*Exercise*: Begin at the line that holds "Where can the tree" and retype every line through the end of the material, both included. Leave out the pictures.

*Entries*:
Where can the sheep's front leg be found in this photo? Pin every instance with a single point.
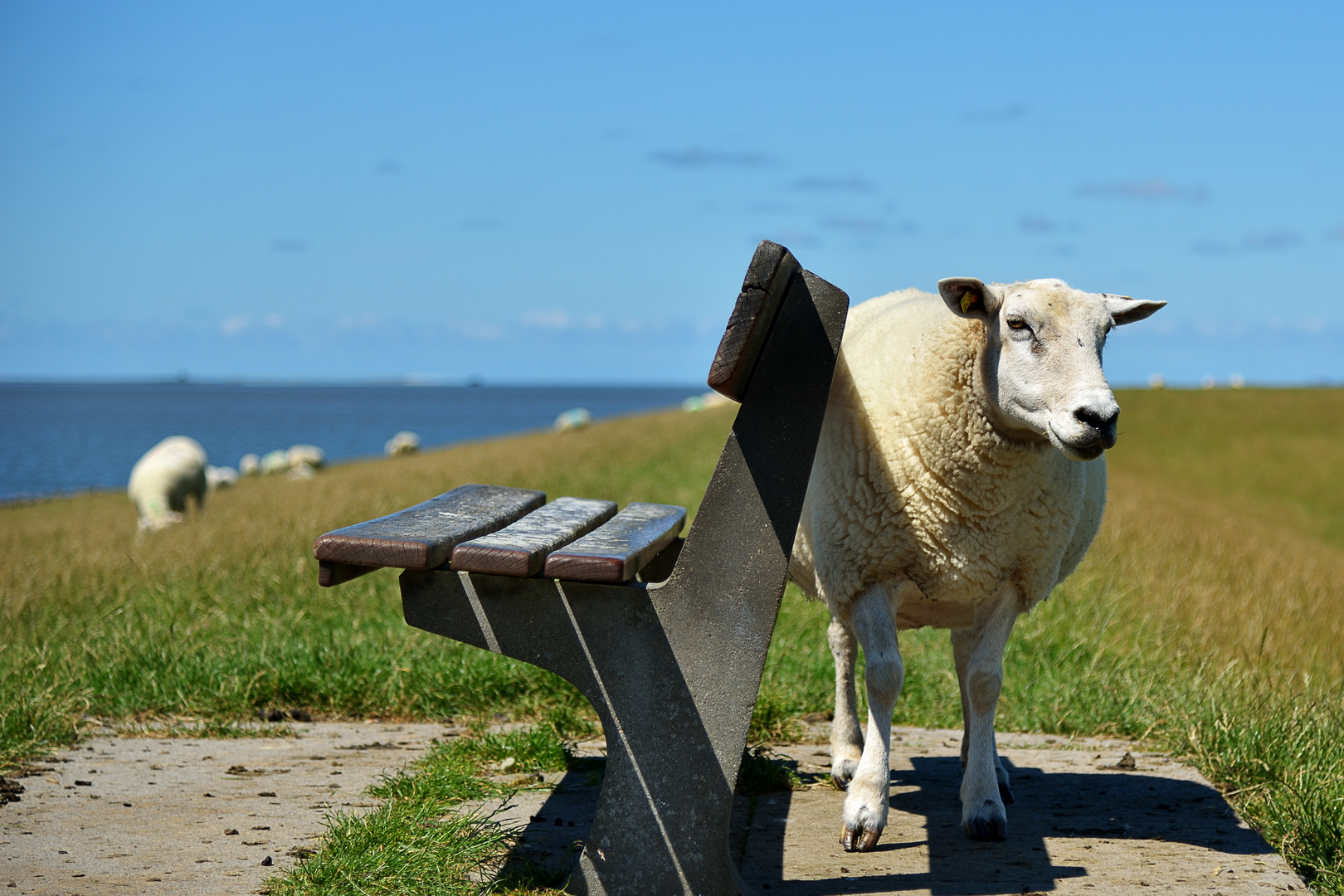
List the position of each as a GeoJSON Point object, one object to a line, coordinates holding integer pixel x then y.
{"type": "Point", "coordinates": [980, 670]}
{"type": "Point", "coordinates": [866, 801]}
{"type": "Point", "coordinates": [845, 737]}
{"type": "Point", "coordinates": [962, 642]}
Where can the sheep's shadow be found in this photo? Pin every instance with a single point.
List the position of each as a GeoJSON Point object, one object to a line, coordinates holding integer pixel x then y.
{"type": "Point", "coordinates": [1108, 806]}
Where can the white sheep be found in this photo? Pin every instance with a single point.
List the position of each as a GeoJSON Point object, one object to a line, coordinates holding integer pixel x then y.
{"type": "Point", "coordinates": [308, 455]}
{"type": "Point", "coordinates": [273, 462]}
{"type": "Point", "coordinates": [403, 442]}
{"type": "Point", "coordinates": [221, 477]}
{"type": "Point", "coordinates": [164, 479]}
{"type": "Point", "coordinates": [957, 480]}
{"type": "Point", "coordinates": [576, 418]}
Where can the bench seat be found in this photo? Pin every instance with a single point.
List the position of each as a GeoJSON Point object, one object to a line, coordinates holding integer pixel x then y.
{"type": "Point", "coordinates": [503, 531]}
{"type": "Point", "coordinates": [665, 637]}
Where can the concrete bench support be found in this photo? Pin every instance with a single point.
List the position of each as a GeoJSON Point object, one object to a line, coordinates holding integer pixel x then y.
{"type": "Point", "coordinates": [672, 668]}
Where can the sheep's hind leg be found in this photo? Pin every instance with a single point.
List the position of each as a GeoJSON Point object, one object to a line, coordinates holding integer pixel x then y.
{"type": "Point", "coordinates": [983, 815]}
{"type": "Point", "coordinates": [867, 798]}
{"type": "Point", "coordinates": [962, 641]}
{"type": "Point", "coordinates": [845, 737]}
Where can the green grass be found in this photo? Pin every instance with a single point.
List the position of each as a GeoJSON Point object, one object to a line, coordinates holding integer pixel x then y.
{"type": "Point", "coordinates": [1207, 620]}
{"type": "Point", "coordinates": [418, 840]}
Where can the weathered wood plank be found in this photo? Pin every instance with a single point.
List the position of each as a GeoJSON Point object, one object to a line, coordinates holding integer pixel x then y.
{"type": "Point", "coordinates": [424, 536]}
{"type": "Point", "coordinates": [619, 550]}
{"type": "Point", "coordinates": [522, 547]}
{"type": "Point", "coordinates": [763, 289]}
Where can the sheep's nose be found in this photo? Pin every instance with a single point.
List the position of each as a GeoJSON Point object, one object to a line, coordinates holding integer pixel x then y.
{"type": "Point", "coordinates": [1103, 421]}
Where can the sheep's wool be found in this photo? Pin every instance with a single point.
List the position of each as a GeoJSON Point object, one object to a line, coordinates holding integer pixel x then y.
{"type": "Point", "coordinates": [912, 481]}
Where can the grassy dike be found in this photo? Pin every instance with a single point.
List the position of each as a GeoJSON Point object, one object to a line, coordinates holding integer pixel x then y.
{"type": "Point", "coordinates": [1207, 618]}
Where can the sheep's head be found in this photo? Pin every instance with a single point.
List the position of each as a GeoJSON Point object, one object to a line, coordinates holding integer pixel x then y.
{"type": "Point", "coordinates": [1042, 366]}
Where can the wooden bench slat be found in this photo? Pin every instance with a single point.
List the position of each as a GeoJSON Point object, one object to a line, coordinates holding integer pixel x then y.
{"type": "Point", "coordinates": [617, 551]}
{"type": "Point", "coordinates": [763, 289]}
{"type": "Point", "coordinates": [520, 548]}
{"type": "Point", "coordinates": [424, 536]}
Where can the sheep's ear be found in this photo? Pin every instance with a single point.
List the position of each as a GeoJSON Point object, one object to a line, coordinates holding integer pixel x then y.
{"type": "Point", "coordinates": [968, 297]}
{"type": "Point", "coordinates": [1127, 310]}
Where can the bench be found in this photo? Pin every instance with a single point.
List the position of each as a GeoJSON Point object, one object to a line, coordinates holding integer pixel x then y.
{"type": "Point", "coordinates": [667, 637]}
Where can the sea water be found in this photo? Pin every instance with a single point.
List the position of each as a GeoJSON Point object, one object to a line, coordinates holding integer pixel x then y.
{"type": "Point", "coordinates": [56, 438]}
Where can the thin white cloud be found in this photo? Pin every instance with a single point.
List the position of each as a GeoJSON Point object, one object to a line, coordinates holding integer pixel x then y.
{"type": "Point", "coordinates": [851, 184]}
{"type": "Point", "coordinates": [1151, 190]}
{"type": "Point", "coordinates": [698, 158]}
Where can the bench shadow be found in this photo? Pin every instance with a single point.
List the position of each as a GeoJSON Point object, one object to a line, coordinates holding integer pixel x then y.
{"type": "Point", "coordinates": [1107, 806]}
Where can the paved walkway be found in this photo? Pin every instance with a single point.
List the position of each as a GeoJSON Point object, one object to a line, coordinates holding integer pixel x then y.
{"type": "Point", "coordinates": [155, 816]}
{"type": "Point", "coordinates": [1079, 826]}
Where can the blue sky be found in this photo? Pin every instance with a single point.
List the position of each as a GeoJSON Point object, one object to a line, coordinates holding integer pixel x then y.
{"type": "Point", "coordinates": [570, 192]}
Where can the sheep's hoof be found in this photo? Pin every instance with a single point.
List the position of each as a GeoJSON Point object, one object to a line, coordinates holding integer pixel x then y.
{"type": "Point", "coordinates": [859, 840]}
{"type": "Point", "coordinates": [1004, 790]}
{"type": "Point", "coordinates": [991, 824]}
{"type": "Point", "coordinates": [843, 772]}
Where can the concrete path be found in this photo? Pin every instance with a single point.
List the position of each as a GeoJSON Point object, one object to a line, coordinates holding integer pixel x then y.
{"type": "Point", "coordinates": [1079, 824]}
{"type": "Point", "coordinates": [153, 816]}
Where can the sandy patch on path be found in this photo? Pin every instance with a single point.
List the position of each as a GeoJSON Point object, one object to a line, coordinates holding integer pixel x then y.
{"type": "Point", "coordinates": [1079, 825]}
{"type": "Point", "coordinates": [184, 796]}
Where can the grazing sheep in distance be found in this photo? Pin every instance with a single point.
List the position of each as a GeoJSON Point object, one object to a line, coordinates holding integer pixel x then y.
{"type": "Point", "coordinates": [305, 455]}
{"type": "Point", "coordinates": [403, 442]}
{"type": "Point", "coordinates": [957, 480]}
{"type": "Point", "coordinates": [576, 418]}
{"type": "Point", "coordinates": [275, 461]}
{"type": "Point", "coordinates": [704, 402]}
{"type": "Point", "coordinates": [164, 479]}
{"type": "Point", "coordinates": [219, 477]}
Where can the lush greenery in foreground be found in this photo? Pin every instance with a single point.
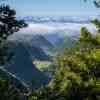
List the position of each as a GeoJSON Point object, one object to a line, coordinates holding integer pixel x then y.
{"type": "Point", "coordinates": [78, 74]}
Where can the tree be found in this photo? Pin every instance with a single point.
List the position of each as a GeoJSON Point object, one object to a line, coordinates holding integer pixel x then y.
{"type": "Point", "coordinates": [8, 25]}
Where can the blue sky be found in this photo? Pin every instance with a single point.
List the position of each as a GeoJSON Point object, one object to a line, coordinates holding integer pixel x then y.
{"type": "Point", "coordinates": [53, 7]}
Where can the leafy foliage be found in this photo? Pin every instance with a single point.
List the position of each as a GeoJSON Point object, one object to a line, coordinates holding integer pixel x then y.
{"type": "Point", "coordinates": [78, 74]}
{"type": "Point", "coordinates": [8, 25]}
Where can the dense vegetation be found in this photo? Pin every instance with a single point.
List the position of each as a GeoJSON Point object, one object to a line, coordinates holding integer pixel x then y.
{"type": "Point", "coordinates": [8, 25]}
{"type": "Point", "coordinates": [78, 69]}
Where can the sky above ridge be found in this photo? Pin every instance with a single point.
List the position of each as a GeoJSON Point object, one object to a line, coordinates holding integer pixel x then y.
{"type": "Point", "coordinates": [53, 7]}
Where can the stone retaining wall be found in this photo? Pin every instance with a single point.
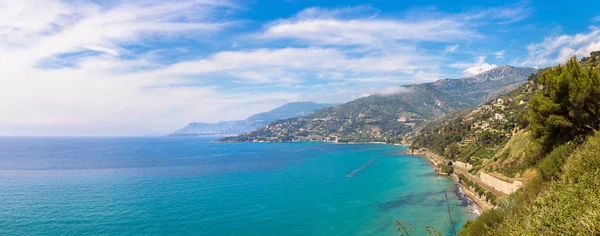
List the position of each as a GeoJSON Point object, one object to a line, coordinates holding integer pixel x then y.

*Task response*:
Where can the tree be found in this photo? Pin every instance with a single point.
List the position of each as a GeoJSON Point object, one object to a line, coordinates holding integer pixel x then y.
{"type": "Point", "coordinates": [8, 25]}
Where can the blue sky be found in this photo? Pin every instance with a single point.
List the position of each as a GeoJSON Point object, one object to a line, coordinates holding integer pixel x then y.
{"type": "Point", "coordinates": [53, 7]}
Where can the leafy foliage be found in this photo? Pin every instance with a single point.
List the position of each as a GeoJSON Point object, one object to a line, coordinates holding integer pixel x then y.
{"type": "Point", "coordinates": [78, 74]}
{"type": "Point", "coordinates": [8, 25]}
Where can the dense vegetation be found in this photo? Pin every instance with a single point.
List the position of each as a GeoJSON Point object, one object to a line, coordinates holding integer pixel x then y.
{"type": "Point", "coordinates": [8, 25]}
{"type": "Point", "coordinates": [78, 69]}
Where can the sky above ridge be found in this photo? Pin every instance with a single point.
List the position of each as a GeoJSON Point object, one object to a line, coordinates holding integer pixel x then y.
{"type": "Point", "coordinates": [53, 7]}
Where can the stone retaining wall be found in this photo? Pin every instance with a single point.
List the position of each as a GeoJSON Point object, one object to a line, coordinates holding integer pixel x then y.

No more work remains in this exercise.